Goal
Copy every row that follows word for word, except that each "innermost point" becomes "deepest interior point".

········

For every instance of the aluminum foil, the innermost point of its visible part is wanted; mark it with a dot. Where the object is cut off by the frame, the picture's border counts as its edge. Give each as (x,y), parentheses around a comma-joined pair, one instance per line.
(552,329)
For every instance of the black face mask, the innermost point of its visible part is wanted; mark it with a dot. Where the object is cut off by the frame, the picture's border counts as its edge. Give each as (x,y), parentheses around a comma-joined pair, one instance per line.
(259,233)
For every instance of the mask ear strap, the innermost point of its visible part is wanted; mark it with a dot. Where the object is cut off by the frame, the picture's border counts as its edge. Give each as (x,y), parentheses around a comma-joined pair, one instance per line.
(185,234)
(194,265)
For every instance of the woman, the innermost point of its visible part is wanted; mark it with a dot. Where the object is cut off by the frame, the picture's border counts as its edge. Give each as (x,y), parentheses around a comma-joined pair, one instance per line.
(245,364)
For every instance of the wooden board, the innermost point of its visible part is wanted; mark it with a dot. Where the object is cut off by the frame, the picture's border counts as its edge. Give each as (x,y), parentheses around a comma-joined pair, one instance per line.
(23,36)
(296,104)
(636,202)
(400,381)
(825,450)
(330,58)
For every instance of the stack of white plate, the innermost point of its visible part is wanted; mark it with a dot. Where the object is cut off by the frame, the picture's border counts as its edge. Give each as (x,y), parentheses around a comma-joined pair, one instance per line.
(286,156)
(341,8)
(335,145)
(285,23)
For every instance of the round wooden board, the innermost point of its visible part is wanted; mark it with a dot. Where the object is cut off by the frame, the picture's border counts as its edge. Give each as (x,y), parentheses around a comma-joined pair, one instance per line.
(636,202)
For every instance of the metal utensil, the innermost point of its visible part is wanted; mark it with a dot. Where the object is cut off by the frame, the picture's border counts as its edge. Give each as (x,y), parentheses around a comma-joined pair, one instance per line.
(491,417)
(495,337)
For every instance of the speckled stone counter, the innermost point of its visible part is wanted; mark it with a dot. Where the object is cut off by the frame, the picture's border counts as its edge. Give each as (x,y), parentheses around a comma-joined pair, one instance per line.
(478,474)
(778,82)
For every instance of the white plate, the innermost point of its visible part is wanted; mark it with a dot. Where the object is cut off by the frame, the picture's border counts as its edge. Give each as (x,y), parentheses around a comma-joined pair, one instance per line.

········

Output below
For every instance of the aluminum foil, the deepest interior point of its visible part is wanted; mark it with a dot. Where the object is cut off by the frame, the picture's border counts as its edge. Give each as (x,y), parentheses around a comma-joined pair, one instance per line.
(552,329)
For every instance of the black face mask, the deepest interior point of its visible part is wanted; mark it with a dot. Where the object is cut off by the frame, the picture's border counts as its edge. Give each as (x,y), parentheses around a comma-joined pair, one instance per line.
(259,233)
For every instance of the mask ear strap, the deepest interior point of its visible part is wanted; mark it with a dot. Where the object is cut off by the frame, the picture's border counts as its edge. Give each as (x,y), parentheses around a comma-joined pair, one instance per line.
(185,234)
(194,265)
For every instance of the woman, the deepest interior point of its visible part is wanted; mark it with a dot. Where the object is cut off by the frame, the picture's border counts as its edge. Give each as (x,y), parentheses around a comma-joined pair, one instance per line.
(245,364)
For every instance of the wooden board, the deepest interior point of its visible part is wanted; mark it with a dot. Where the object is cut off by the frame, the picture's border counts as its edge. Give each as (x,y), parentheses around a comma-joined pair, one instance per line.
(23,36)
(296,104)
(636,202)
(400,381)
(825,450)
(330,58)
For every instance of the stack of white plate, the deepest interior point of its visible part is wanted; mark it with a dot. Where the object is cut off by the frame, the picture's border counts as its edge. Give each as (x,y), parentheses around a comma-joined pair, one instance per line.
(286,156)
(341,8)
(335,145)
(285,23)
For every instance of the round wooden board, the deepest interior point of its visible part is wanted; mark it with a dot. Where the object is cut off by the frame, the picture's border counts as its edge. Give each as (x,y), parentheses around a comma-joined pair, one instance per line.
(636,202)
For every instance of the metal utensil, the deepest interior point of its visible part is wanted; mark it with a dot. Where the object is cut off by the frame, the picture's border counts as its edge. Give each as (x,y), parentheses around a comma-joined pair, one instance per line.
(491,417)
(495,337)
For every instance of the speckled stone counter, the deepest interior point of its visible part is wanted; mark it with a dot. Where the object is cut off by the frame, the picture's border counts as its edge. Give each as (x,y), parentheses around a comma-joined pair, one instance per line.
(478,474)
(778,82)
For every instance of the white plate, the deepest interior point of its visible part is wanted; mark it with a dot. Where the object is cut off by the frame, the picture's border counts as its edge. Give each as (x,y), parentheses around a comma-joined pair, one instance per line.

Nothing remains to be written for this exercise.